## Task material
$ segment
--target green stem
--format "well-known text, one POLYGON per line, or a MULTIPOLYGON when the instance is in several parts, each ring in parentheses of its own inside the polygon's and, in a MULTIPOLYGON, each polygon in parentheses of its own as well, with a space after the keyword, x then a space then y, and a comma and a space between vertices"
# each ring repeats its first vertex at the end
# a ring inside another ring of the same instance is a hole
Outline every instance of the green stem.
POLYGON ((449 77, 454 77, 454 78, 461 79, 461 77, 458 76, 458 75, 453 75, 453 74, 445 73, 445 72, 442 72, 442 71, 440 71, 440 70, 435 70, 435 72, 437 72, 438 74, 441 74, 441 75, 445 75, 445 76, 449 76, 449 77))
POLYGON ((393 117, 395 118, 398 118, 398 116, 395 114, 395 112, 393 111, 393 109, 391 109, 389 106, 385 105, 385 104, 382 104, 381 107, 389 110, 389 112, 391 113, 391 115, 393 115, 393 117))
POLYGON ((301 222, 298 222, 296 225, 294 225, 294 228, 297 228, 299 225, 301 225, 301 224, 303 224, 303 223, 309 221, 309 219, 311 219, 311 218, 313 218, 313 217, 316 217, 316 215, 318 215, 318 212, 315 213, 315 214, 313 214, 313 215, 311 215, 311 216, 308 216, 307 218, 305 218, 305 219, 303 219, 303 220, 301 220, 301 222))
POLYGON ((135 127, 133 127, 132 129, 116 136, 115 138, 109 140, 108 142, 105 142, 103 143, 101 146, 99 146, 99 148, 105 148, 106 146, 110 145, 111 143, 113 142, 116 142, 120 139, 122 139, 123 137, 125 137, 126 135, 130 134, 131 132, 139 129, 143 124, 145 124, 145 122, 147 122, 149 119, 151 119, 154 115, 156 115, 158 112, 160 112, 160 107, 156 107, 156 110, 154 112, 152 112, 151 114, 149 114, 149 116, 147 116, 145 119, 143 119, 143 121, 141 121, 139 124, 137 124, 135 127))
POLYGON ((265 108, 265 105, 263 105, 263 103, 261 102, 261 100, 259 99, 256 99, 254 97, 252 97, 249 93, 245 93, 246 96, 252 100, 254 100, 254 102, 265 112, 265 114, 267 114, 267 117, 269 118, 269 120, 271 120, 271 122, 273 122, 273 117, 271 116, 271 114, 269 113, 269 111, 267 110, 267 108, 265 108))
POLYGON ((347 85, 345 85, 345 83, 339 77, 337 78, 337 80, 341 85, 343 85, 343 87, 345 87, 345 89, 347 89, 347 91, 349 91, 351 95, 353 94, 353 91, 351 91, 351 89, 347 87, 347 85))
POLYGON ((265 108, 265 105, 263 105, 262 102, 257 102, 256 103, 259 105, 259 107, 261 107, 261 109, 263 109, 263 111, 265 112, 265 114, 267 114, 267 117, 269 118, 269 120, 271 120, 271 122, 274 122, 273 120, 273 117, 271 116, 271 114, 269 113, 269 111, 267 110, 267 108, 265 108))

## Your assignment
Note every line of the records that holds the word "each", and copy it.

## Solution below
--format "well-known text, one POLYGON per line, or a MULTIPOLYGON when the instance is in several parts, each ring in parentheses of its own inside the polygon's and, in a MULTIPOLYGON, each polygon in parentheses of its own as well, with a space after the keyword, x then a space then y, and a comma and a space between vertices"
# each ring repeats its first vertex at the end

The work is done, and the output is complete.